Short task: Retype every line of the material below word for word, changing nothing.

Stored data:
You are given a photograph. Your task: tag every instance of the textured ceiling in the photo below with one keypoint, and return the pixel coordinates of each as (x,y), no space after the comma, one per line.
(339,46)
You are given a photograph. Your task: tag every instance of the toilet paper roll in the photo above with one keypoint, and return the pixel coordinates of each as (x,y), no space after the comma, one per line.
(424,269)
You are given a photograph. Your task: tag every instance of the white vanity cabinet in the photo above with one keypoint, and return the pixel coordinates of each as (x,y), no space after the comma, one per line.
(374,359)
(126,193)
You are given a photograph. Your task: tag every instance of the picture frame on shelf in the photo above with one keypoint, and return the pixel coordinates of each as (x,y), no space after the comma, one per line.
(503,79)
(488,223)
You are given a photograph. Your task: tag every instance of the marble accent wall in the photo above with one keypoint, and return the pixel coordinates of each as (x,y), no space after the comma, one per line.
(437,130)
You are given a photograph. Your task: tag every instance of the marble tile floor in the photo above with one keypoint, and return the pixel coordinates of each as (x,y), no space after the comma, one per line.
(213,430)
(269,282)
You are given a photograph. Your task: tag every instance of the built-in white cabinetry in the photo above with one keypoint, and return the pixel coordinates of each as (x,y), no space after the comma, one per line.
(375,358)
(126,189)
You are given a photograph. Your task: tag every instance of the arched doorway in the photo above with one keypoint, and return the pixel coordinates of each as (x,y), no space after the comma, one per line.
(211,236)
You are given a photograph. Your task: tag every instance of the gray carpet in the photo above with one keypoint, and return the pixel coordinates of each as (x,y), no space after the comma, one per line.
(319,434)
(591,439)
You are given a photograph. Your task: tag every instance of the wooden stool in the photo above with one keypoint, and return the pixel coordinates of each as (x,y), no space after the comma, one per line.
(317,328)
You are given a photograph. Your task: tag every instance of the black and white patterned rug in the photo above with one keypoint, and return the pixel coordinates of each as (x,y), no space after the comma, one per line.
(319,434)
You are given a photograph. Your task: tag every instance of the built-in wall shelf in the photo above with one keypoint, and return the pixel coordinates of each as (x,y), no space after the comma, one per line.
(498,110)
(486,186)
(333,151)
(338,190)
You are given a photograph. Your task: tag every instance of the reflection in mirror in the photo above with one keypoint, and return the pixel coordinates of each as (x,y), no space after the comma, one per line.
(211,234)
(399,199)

Written response:
You are given a photograph. Your task: tag every instance of the textured ceiling in the photo below with one keypoint, and return the pixel coordinates of each as (x,y), no space after the comma, one per line.
(339,46)
You are given a photograph. Your task: tag every instance of the toilet paper roll in the photo above with one keypoint, and return the pixel coordinates of each as (x,y), no space after the comma, one per line.
(424,269)
You are given a photograph. Your task: tag every instance of the white vanity cabinet in the photo above with one keypoint, and return the pixel coordinates of each as (x,y), no space after the comma, one per line.
(374,359)
(126,193)
You are given a photograph. Your task: tag every instance of the picture frame on shelf in the photo above with one keypoint, and return the pixel coordinates of each as (x,y), no space after the comma, one per line.
(503,79)
(488,223)
You are given a photograph. Your task: tag every instance of the marble accent wall in the photo above with one keypoint, and return the pixel coordinates of each as (x,y), no space after the comma, one per line.
(437,130)
You are given a photograph. Your task: tag every instance of the marble tile floor in the photo above with one keypoint, and return the pixel coordinates of each as (x,y), no space after the comma, one per line.
(213,430)
(269,282)
You are given a photograph. Your task: tag every instance of the built-in white cabinetry in the photo above with one keypoint, and return the pixel coordinates of each as (x,y), no space after the comma, one per line.
(375,358)
(126,189)
You are given a photograph. Your task: tag every instance of the arched doorway in the photo above with one keypoint, and return the pixel coordinates of each as (x,y), no space after the comma, one per line.
(211,236)
You are given a photograph. Your task: tag every instance of the gray carpet in the photo above with one keypoint, and return the pixel coordinates of each as (x,y), no space after the comma, one per line.
(319,434)
(591,439)
You are given a photograph. Your task: tag every instance of the wooden stool in the photo above with one keypoint, and return the pixel coordinates of each as (x,y), no space after the comma, one per line.
(317,328)
You are given a photograph. Your task: tag every instance of the black and white patterned rug in the photo above with one keypoint, and return the pixel coordinates of each as (x,y), no space after the comma, one per line.
(319,434)
You are given a photograph. Your task: tag every instance of the built-in wall shelf in the photo above with one keypoint, and return the pixel coordinates of each as (x,y), no space after the comma, one per line.
(498,110)
(486,186)
(333,151)
(338,190)
You are given a photograph. Your task: tag every instance of the reflection in mirror in the photo above with one keypoint, and return the pixel coordinates of each as (x,y), no space after the comma, one per line.
(211,234)
(399,199)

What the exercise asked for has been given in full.